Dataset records
..........

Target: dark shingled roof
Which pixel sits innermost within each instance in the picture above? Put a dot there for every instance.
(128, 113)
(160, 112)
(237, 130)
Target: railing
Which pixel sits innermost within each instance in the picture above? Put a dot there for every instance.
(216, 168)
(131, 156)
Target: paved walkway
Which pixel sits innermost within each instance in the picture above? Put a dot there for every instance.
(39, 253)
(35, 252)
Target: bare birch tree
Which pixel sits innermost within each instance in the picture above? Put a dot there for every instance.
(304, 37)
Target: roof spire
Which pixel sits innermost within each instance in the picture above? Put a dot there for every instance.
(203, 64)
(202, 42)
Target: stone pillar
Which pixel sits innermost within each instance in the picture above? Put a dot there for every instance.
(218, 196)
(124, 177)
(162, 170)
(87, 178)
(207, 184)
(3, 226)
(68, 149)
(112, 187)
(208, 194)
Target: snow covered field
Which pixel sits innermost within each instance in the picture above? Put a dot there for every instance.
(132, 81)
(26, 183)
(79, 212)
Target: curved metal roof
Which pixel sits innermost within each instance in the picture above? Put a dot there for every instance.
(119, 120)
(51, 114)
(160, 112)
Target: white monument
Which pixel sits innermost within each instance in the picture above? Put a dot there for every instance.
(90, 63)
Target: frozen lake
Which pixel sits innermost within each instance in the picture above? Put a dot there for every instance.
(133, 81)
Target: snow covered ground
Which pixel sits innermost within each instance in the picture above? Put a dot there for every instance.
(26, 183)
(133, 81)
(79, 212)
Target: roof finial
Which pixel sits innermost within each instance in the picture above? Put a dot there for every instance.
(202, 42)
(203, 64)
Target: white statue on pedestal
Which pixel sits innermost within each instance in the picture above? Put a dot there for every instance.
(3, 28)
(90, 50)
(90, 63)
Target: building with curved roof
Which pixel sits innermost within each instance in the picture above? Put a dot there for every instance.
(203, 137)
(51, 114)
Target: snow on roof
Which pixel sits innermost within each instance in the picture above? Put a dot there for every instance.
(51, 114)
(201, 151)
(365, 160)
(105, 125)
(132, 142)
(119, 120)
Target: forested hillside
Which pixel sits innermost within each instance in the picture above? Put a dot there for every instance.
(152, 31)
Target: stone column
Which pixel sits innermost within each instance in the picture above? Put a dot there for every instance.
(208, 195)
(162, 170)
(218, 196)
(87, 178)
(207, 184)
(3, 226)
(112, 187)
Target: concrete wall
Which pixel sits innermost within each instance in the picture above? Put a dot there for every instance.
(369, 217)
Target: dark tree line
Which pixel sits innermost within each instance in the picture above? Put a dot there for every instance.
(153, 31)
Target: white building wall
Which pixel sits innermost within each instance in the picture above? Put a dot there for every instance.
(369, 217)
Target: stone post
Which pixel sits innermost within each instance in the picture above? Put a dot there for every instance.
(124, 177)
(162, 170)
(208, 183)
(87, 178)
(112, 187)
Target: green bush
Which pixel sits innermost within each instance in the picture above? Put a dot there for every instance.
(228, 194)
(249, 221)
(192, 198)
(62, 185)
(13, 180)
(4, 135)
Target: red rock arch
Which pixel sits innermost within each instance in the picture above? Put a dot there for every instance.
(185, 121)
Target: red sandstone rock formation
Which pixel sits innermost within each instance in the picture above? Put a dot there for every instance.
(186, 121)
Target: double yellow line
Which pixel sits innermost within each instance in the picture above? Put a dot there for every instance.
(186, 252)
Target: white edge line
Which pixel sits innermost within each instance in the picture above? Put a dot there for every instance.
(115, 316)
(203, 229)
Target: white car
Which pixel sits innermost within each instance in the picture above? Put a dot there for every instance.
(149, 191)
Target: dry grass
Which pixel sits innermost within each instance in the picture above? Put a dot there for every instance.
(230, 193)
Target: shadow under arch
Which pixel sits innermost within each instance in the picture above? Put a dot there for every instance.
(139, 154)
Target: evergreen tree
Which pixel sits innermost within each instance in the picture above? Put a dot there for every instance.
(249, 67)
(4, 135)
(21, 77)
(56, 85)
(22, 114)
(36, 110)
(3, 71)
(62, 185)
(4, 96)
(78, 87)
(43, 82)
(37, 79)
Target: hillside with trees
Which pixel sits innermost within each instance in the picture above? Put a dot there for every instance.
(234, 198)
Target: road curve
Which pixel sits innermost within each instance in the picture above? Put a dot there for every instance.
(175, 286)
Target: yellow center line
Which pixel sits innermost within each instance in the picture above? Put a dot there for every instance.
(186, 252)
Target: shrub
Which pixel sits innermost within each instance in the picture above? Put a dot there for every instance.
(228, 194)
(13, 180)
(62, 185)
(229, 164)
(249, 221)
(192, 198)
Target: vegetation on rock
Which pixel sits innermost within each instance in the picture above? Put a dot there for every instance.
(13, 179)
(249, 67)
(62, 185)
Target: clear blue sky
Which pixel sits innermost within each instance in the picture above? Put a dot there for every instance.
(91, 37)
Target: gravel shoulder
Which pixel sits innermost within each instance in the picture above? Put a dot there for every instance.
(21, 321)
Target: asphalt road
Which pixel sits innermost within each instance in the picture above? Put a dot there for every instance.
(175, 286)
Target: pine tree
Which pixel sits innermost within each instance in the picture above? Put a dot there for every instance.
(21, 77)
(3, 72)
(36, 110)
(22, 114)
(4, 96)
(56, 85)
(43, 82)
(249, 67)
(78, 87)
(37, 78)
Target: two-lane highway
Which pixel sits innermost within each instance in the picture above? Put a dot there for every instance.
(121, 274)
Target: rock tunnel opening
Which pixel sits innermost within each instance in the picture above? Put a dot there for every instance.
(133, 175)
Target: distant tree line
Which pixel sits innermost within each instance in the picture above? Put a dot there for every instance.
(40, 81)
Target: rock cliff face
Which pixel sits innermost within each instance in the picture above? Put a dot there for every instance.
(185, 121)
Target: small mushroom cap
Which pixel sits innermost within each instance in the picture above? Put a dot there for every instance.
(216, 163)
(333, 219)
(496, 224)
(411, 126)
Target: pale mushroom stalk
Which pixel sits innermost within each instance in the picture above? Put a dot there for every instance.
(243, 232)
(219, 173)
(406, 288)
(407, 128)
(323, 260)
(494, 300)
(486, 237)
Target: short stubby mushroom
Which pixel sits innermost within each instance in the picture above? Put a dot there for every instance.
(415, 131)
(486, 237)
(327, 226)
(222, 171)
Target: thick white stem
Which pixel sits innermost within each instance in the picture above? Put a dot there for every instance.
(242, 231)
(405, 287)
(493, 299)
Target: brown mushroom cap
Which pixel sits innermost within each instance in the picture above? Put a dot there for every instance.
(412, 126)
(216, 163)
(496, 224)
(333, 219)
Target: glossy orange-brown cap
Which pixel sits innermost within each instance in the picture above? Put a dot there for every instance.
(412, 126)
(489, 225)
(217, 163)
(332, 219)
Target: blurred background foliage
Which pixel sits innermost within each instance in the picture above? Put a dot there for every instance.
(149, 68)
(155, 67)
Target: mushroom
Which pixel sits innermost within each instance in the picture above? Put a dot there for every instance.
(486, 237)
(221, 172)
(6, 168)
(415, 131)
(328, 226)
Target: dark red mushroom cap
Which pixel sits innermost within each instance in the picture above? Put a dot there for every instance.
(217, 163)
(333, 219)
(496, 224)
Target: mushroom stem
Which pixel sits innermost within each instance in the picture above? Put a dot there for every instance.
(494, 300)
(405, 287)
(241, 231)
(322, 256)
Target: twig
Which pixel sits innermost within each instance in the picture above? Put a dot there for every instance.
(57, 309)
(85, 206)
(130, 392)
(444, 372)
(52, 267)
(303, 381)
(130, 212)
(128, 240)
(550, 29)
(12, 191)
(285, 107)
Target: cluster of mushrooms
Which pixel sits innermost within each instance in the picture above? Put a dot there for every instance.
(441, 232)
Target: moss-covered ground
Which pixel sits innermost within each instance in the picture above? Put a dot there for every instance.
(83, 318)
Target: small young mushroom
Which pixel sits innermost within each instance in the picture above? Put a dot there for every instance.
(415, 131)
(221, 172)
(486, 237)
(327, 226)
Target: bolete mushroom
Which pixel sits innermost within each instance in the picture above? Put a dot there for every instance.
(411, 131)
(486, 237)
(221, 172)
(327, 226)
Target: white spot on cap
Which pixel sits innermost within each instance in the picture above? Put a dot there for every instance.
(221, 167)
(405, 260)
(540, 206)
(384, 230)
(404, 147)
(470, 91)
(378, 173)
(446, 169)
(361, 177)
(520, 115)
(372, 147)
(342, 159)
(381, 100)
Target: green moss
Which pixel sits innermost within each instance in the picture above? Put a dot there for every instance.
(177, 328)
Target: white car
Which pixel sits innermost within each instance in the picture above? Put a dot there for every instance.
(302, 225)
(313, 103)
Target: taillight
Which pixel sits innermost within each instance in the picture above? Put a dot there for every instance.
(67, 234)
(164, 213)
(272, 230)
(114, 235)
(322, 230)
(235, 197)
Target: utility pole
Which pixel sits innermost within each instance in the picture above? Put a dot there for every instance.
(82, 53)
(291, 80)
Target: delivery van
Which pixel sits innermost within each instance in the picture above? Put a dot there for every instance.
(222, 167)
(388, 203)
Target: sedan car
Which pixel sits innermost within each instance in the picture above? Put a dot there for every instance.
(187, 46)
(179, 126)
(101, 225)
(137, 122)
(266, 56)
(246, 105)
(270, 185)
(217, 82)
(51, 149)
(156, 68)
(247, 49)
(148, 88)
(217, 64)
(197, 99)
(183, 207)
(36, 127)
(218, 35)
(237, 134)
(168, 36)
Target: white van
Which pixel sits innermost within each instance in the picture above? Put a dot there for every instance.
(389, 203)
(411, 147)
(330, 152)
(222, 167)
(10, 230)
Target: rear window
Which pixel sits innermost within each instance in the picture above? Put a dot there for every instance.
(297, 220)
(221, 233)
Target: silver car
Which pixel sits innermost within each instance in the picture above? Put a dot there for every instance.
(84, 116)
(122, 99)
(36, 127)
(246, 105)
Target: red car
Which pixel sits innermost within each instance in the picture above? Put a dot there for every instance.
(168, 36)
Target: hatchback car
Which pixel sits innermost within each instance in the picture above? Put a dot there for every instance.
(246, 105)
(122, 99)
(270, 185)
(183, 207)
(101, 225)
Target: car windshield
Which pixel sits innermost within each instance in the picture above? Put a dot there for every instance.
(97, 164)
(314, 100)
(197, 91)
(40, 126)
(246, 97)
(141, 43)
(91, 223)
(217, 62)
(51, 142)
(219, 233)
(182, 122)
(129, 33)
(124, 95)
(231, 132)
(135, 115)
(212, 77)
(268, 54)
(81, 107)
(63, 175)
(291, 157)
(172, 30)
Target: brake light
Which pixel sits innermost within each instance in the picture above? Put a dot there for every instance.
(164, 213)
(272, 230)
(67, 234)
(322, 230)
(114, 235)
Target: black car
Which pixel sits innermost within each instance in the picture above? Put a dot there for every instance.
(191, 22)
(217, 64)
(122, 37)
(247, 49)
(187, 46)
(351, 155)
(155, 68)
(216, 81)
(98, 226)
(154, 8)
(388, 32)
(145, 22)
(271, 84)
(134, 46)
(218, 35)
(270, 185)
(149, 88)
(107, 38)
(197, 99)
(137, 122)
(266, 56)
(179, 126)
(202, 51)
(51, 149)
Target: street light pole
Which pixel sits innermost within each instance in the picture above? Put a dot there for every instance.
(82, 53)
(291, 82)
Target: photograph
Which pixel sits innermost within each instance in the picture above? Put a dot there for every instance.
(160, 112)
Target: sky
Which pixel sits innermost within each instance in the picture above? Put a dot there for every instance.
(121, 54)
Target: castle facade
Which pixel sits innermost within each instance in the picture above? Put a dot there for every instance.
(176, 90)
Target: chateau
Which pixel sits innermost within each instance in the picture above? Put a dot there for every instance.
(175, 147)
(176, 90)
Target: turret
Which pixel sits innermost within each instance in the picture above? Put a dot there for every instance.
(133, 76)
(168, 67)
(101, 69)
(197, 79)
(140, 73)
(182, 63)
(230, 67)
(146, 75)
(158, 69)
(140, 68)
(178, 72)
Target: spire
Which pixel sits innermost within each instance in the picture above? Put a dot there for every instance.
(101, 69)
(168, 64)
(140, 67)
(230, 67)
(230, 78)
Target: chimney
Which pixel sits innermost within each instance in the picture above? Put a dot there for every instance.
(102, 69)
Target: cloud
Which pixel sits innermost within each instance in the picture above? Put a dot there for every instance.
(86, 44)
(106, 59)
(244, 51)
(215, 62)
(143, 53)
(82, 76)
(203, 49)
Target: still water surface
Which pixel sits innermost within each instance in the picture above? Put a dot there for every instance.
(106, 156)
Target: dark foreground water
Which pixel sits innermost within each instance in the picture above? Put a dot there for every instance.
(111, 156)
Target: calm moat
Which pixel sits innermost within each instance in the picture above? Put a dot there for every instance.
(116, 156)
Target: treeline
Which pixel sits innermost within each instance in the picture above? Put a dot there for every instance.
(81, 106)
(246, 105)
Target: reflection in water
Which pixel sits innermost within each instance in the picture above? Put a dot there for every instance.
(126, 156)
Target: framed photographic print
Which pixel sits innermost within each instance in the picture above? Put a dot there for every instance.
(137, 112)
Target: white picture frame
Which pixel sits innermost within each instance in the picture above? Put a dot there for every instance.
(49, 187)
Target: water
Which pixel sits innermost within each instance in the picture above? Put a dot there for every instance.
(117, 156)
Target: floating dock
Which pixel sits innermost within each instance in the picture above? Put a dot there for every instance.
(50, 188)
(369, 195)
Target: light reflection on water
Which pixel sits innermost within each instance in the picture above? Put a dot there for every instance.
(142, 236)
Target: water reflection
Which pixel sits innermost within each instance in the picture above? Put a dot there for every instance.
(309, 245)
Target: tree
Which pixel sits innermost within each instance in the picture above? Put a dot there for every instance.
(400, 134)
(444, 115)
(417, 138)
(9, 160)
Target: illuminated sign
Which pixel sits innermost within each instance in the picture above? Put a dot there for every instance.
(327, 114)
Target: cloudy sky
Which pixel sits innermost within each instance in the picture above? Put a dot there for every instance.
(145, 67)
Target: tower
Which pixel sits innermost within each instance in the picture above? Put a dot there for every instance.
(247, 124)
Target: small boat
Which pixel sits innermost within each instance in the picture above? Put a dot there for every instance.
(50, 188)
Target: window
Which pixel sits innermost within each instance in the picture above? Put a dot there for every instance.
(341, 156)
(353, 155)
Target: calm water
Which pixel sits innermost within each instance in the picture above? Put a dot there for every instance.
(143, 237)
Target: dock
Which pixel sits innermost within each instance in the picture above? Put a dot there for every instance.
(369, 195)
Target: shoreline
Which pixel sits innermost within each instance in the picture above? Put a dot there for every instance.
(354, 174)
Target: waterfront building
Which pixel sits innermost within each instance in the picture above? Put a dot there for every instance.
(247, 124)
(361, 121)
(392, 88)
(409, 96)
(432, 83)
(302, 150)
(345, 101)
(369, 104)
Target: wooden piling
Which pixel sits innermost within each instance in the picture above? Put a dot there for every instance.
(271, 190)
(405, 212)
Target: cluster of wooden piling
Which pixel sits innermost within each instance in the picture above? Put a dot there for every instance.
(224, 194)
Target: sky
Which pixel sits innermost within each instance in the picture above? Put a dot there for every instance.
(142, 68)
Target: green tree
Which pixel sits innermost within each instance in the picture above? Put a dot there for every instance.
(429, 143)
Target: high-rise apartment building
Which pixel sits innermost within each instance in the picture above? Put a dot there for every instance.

..........

◆ To do
Please state how many lines in the entries above include the word "yellow", giving only the number.

◆ Finished task
2